Object pointing dataset rows:
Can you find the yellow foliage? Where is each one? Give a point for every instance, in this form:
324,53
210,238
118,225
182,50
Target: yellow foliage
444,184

Task:
Go through the records and print each one exactly.

Answer in full:
Can you find the yellow foliage? Where is each one? Give a point for every instance, in this form:
324,53
210,238
118,225
182,50
Target: yellow foliage
444,184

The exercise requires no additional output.